[Segmentation mask data]

Start of Block

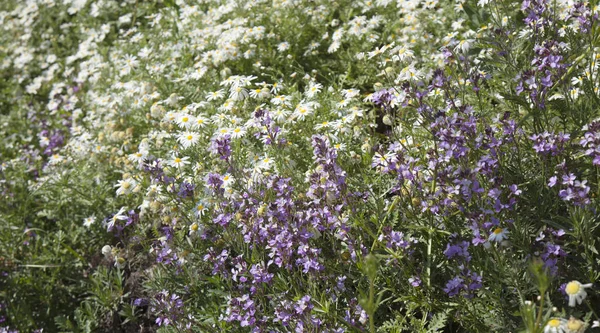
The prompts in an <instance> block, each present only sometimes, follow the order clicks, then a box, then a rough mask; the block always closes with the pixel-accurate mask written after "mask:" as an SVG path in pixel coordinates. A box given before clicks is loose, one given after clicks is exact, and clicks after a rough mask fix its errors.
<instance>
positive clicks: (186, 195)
mask: <svg viewBox="0 0 600 333" xmlns="http://www.w3.org/2000/svg"><path fill="white" fill-rule="evenodd" d="M195 188H196V186H195V185H194V184H190V183H188V182H183V183H181V185H179V192H178V193H177V196H179V197H180V198H182V199H186V198H191V197H193V196H194V189H195Z"/></svg>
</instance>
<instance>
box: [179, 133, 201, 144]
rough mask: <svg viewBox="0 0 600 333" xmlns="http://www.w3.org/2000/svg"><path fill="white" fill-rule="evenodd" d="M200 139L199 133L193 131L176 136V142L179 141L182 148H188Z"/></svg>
mask: <svg viewBox="0 0 600 333" xmlns="http://www.w3.org/2000/svg"><path fill="white" fill-rule="evenodd" d="M198 140H200V135H198V133H194V132H183V133H180V134H179V135H178V136H177V142H179V143H180V144H181V145H182V146H183V148H189V147H192V146H194V145H195V144H196V143H198Z"/></svg>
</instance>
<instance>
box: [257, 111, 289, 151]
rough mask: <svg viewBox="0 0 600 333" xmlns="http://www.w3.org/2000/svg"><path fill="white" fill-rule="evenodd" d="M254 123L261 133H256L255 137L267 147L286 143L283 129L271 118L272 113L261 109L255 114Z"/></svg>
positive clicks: (257, 131) (284, 143)
mask: <svg viewBox="0 0 600 333" xmlns="http://www.w3.org/2000/svg"><path fill="white" fill-rule="evenodd" d="M254 121H255V122H256V124H257V125H260V126H257V128H260V130H259V131H257V132H256V133H254V136H255V137H256V138H257V139H259V140H260V141H261V142H262V143H264V144H265V145H272V144H279V145H284V144H285V143H286V140H285V138H283V137H282V136H281V128H280V127H279V126H277V125H276V124H275V122H274V121H273V119H272V118H271V113H270V112H269V111H267V110H263V109H259V110H256V111H255V112H254Z"/></svg>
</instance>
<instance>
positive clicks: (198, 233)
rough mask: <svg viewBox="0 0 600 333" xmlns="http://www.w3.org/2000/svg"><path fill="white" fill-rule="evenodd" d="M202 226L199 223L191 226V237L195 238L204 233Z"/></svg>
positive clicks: (195, 223)
mask: <svg viewBox="0 0 600 333" xmlns="http://www.w3.org/2000/svg"><path fill="white" fill-rule="evenodd" d="M202 229H203V228H202V226H201V225H199V224H198V223H196V222H194V223H192V224H191V225H190V233H189V235H190V237H193V236H198V235H199V234H200V233H202Z"/></svg>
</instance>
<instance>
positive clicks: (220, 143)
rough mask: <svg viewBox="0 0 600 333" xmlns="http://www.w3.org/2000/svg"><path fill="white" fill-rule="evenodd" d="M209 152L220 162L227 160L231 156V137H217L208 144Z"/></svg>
mask: <svg viewBox="0 0 600 333" xmlns="http://www.w3.org/2000/svg"><path fill="white" fill-rule="evenodd" d="M209 150H210V151H211V152H212V153H213V154H216V155H219V158H220V159H222V160H228V159H229V157H230V156H231V136H230V135H229V134H225V135H222V136H219V137H215V138H213V139H212V140H211V142H210V148H209Z"/></svg>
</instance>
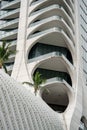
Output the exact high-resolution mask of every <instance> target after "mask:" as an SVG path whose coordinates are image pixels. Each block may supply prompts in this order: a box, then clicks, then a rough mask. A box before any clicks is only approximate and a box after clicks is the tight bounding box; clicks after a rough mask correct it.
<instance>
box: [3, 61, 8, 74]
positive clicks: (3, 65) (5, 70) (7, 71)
mask: <svg viewBox="0 0 87 130" xmlns="http://www.w3.org/2000/svg"><path fill="white" fill-rule="evenodd" d="M2 66H3V68H4V70H5V72H6V73H8V71H7V68H6V66H5V64H4V63H3V64H2Z"/></svg>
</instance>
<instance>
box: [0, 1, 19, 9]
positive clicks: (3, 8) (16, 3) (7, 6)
mask: <svg viewBox="0 0 87 130" xmlns="http://www.w3.org/2000/svg"><path fill="white" fill-rule="evenodd" d="M19 2H20V0H13V1H12V2H8V3H7V4H3V5H2V6H1V9H7V8H9V6H13V5H15V4H18V3H19Z"/></svg>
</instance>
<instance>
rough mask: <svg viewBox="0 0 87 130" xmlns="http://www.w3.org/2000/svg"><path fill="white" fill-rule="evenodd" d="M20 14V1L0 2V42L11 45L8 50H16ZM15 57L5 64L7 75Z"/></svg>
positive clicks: (15, 0) (1, 1) (11, 0)
mask: <svg viewBox="0 0 87 130" xmlns="http://www.w3.org/2000/svg"><path fill="white" fill-rule="evenodd" d="M19 12H20V0H1V1H0V41H1V42H2V41H6V43H7V44H8V43H11V47H10V49H12V50H15V49H16V43H17V33H18V22H19ZM14 59H15V55H12V56H11V57H10V58H9V61H8V62H6V67H7V70H8V73H9V74H11V72H12V68H13V64H14Z"/></svg>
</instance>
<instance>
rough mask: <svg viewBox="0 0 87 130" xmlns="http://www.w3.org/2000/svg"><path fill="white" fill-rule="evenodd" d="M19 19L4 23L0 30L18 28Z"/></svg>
mask: <svg viewBox="0 0 87 130" xmlns="http://www.w3.org/2000/svg"><path fill="white" fill-rule="evenodd" d="M18 22H19V19H14V20H11V21H10V22H5V23H2V24H0V30H7V29H14V28H17V27H18Z"/></svg>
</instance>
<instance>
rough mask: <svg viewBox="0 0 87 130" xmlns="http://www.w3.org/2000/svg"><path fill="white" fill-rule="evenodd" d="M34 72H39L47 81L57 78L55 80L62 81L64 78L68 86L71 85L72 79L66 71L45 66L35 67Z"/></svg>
mask: <svg viewBox="0 0 87 130" xmlns="http://www.w3.org/2000/svg"><path fill="white" fill-rule="evenodd" d="M36 72H39V73H40V74H41V76H42V78H43V79H46V80H47V81H51V82H52V80H53V81H54V80H57V81H63V80H65V81H66V82H67V83H68V84H69V85H70V86H72V81H71V78H70V76H69V74H68V73H66V72H62V71H55V70H49V69H46V68H44V69H43V68H37V69H36V71H35V72H34V75H35V73H36Z"/></svg>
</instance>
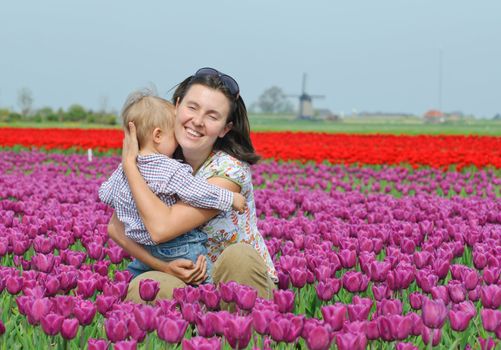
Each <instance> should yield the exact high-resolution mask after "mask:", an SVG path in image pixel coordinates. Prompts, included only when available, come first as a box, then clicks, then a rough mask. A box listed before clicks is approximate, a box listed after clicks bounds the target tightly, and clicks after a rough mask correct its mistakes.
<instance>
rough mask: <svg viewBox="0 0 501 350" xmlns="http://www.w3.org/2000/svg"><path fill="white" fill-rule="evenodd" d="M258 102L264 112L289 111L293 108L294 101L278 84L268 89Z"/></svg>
mask: <svg viewBox="0 0 501 350" xmlns="http://www.w3.org/2000/svg"><path fill="white" fill-rule="evenodd" d="M256 104H257V107H259V109H260V111H261V112H263V113H288V112H292V110H293V107H292V103H291V102H290V101H289V100H287V96H285V93H284V92H283V91H282V89H281V88H279V87H278V86H272V87H270V88H268V89H266V90H265V91H264V92H263V93H262V94H261V96H259V99H258V100H257V103H256Z"/></svg>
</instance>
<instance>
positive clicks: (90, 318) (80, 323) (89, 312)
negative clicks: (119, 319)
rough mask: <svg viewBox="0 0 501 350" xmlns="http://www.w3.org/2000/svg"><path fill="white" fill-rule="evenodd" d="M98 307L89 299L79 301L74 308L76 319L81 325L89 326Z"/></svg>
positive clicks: (73, 311) (73, 309)
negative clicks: (78, 302) (97, 307)
mask: <svg viewBox="0 0 501 350" xmlns="http://www.w3.org/2000/svg"><path fill="white" fill-rule="evenodd" d="M96 311H97V307H96V305H95V304H94V303H92V302H91V301H87V300H82V301H80V302H79V303H77V304H76V305H75V307H74V309H73V313H74V314H75V317H76V319H77V320H78V322H79V323H80V325H81V326H88V325H90V324H91V323H92V321H93V320H94V316H95V315H96Z"/></svg>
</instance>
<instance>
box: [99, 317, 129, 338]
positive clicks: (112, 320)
mask: <svg viewBox="0 0 501 350" xmlns="http://www.w3.org/2000/svg"><path fill="white" fill-rule="evenodd" d="M104 330H105V332H106V336H107V337H108V339H109V340H110V341H111V342H112V343H116V342H118V341H121V340H125V339H126V338H127V337H128V336H129V330H128V328H127V321H126V320H124V319H118V318H115V317H110V318H107V319H106V320H105V321H104Z"/></svg>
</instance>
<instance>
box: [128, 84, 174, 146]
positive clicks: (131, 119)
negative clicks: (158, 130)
mask: <svg viewBox="0 0 501 350" xmlns="http://www.w3.org/2000/svg"><path fill="white" fill-rule="evenodd" d="M174 111H175V107H174V105H173V104H172V103H171V102H169V101H167V100H165V99H163V98H161V97H158V96H156V94H155V93H154V92H153V91H152V90H150V89H143V90H138V91H134V92H132V93H131V94H130V95H129V96H128V97H127V100H125V103H124V106H123V108H122V113H121V115H122V121H123V127H124V129H125V130H129V127H128V125H129V122H133V123H134V125H135V126H136V131H137V141H138V142H139V148H141V147H142V146H143V145H144V144H145V143H146V142H147V140H149V139H150V138H151V133H152V132H153V130H155V128H161V129H162V130H167V129H173V128H174V119H175V112H174Z"/></svg>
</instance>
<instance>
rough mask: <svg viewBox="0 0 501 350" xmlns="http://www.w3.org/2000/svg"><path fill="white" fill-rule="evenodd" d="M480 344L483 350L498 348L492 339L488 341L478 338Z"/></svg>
mask: <svg viewBox="0 0 501 350" xmlns="http://www.w3.org/2000/svg"><path fill="white" fill-rule="evenodd" d="M478 342H479V343H480V349H481V350H492V349H494V348H495V347H496V342H495V341H494V339H492V338H491V337H489V338H488V339H484V338H478Z"/></svg>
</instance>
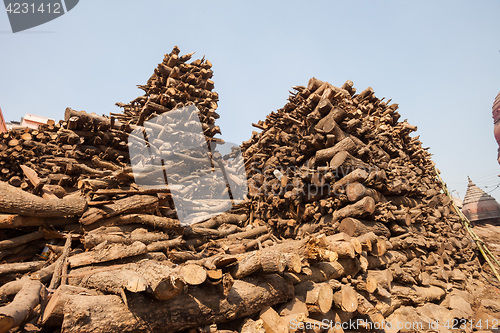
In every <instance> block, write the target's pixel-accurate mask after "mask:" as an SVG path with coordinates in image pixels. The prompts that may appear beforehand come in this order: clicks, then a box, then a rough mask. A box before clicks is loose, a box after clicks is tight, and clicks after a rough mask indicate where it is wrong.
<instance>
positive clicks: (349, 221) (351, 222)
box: [339, 217, 391, 238]
mask: <svg viewBox="0 0 500 333" xmlns="http://www.w3.org/2000/svg"><path fill="white" fill-rule="evenodd" d="M339 231H340V232H345V233H346V234H348V235H349V236H352V237H357V236H361V235H364V234H366V233H369V232H373V233H374V234H375V235H378V236H384V237H387V238H389V237H390V236H391V231H390V230H389V228H387V227H386V226H385V225H384V224H383V223H381V222H376V221H365V220H358V219H355V218H352V217H348V218H345V219H343V220H342V222H341V223H340V225H339Z"/></svg>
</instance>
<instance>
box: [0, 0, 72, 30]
mask: <svg viewBox="0 0 500 333" xmlns="http://www.w3.org/2000/svg"><path fill="white" fill-rule="evenodd" d="M78 1H79V0H4V1H3V2H4V4H5V10H6V11H7V16H8V17H9V21H10V27H11V28H12V32H14V33H16V32H19V31H23V30H27V29H31V28H34V27H36V26H39V25H41V24H44V23H47V22H49V21H52V20H54V19H56V18H58V17H59V16H62V15H64V14H66V13H67V12H69V11H70V10H72V9H73V8H75V6H76V5H77V4H78Z"/></svg>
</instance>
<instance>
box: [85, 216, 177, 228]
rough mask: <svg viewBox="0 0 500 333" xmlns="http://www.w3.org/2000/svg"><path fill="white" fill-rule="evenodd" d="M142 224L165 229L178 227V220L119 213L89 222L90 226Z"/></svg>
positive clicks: (155, 227) (167, 217)
mask: <svg viewBox="0 0 500 333" xmlns="http://www.w3.org/2000/svg"><path fill="white" fill-rule="evenodd" d="M128 224H144V225H147V226H150V227H153V228H160V229H165V230H172V229H179V228H180V227H181V226H180V222H179V220H177V219H172V218H169V217H162V216H156V215H148V214H120V215H118V216H114V217H111V218H107V219H104V220H101V221H99V222H95V223H93V224H91V225H90V226H89V227H90V228H99V227H102V226H113V225H128Z"/></svg>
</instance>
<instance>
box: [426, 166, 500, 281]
mask: <svg viewBox="0 0 500 333" xmlns="http://www.w3.org/2000/svg"><path fill="white" fill-rule="evenodd" d="M435 170H436V176H437V178H438V180H439V181H440V182H441V185H442V187H443V192H444V194H446V196H448V197H449V198H450V199H451V204H452V205H453V208H454V209H455V211H456V212H457V214H458V216H459V217H460V219H461V221H462V224H463V225H464V227H465V229H466V230H467V232H468V233H469V235H470V236H471V237H472V240H473V241H474V243H475V244H476V246H477V248H478V249H479V252H481V254H482V255H483V257H484V259H486V262H487V263H488V265H489V266H490V268H491V270H492V271H493V274H494V275H495V277H496V278H497V280H498V281H499V282H500V275H499V274H498V271H497V270H496V268H495V266H494V265H493V263H492V262H491V260H490V257H491V258H492V259H493V260H494V261H495V263H496V264H497V265H498V266H499V267H500V262H499V261H498V259H497V258H496V257H495V255H494V254H493V253H491V251H490V250H489V249H488V247H487V245H486V243H485V242H484V241H483V240H482V239H481V238H479V237H478V236H477V234H476V233H475V232H474V230H472V227H471V223H470V221H469V219H468V218H467V217H466V216H465V215H464V213H462V211H461V210H460V209H459V208H458V207H457V205H455V202H453V198H452V197H451V194H450V191H449V190H448V187H447V186H446V183H445V182H444V181H443V179H442V178H441V176H439V172H438V170H437V169H435Z"/></svg>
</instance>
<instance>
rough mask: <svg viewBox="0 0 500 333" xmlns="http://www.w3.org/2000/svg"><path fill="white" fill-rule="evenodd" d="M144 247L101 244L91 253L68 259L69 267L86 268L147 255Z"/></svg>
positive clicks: (122, 245)
mask: <svg viewBox="0 0 500 333" xmlns="http://www.w3.org/2000/svg"><path fill="white" fill-rule="evenodd" d="M147 252H148V249H147V247H146V245H144V244H143V243H141V242H134V243H132V244H131V245H128V246H127V245H123V244H107V243H101V246H98V247H95V248H94V249H93V250H92V251H88V252H84V253H80V254H76V255H74V256H71V257H69V258H68V261H69V265H70V267H78V266H87V265H92V264H96V263H100V262H106V261H112V260H116V259H122V258H127V257H133V256H137V255H140V254H144V253H147Z"/></svg>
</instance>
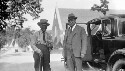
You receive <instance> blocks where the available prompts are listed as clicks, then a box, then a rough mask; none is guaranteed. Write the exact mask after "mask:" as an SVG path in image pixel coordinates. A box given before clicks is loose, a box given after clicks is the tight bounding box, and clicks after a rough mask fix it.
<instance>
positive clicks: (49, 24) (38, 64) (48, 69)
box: [31, 19, 51, 71]
mask: <svg viewBox="0 0 125 71" xmlns="http://www.w3.org/2000/svg"><path fill="white" fill-rule="evenodd" d="M47 22H48V20H46V19H41V20H40V22H38V23H37V24H38V26H39V27H40V28H41V29H40V30H39V31H37V32H36V33H34V35H33V36H32V40H31V47H32V49H33V50H34V54H33V57H34V61H35V63H34V68H35V71H42V68H43V71H51V68H50V51H49V48H48V47H47V42H48V41H49V37H50V36H49V34H48V33H47V32H46V29H47V26H49V25H50V24H49V23H47Z"/></svg>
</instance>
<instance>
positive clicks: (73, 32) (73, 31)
mask: <svg viewBox="0 0 125 71" xmlns="http://www.w3.org/2000/svg"><path fill="white" fill-rule="evenodd" d="M77 30H78V25H76V26H75V28H74V30H73V31H72V33H71V34H72V36H75V34H76V33H77Z"/></svg>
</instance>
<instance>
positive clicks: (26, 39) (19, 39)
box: [17, 28, 32, 48]
mask: <svg viewBox="0 0 125 71" xmlns="http://www.w3.org/2000/svg"><path fill="white" fill-rule="evenodd" d="M31 35H32V31H31V30H30V28H26V29H24V30H21V31H20V37H19V38H18V39H17V40H18V41H17V42H18V45H19V46H20V47H21V48H26V47H27V46H28V45H29V44H30V41H31V38H30V36H31Z"/></svg>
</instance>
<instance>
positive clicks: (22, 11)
mask: <svg viewBox="0 0 125 71" xmlns="http://www.w3.org/2000/svg"><path fill="white" fill-rule="evenodd" d="M40 2H41V0H0V31H1V30H4V28H6V26H7V25H8V24H11V25H13V23H14V25H15V26H16V25H20V26H21V27H22V25H23V22H24V21H26V20H27V19H26V18H24V17H23V15H24V14H30V15H31V16H32V17H34V19H37V18H39V13H41V12H42V11H43V8H42V7H41V4H40ZM6 21H9V22H10V23H6Z"/></svg>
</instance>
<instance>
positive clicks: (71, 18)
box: [68, 13, 77, 20]
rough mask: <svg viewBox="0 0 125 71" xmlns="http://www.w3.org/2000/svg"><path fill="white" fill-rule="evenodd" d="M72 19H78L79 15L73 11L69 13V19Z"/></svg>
mask: <svg viewBox="0 0 125 71" xmlns="http://www.w3.org/2000/svg"><path fill="white" fill-rule="evenodd" d="M71 19H77V17H76V16H75V15H74V14H73V13H71V14H69V15H68V20H71Z"/></svg>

End of Block

*WHAT THE EXERCISE ASKS*
Please reproduce the stretch from the start of the records through the line containing "positive clicks: (186, 195)", keeping every character the same and leaving out the pictures.

*COMPLETED EXERCISE*
The prompts in an <instance> block, each present only sometimes, follow the order clicks, then a box, then a rough mask; the block always closes with the pixel-accurate mask written after "mask:" as an SVG path in pixel coordinates. A box given before clicks is loose, one given after clicks is exact, and clicks after a rough mask fix its errors.
<instance>
positive clicks: (186, 195)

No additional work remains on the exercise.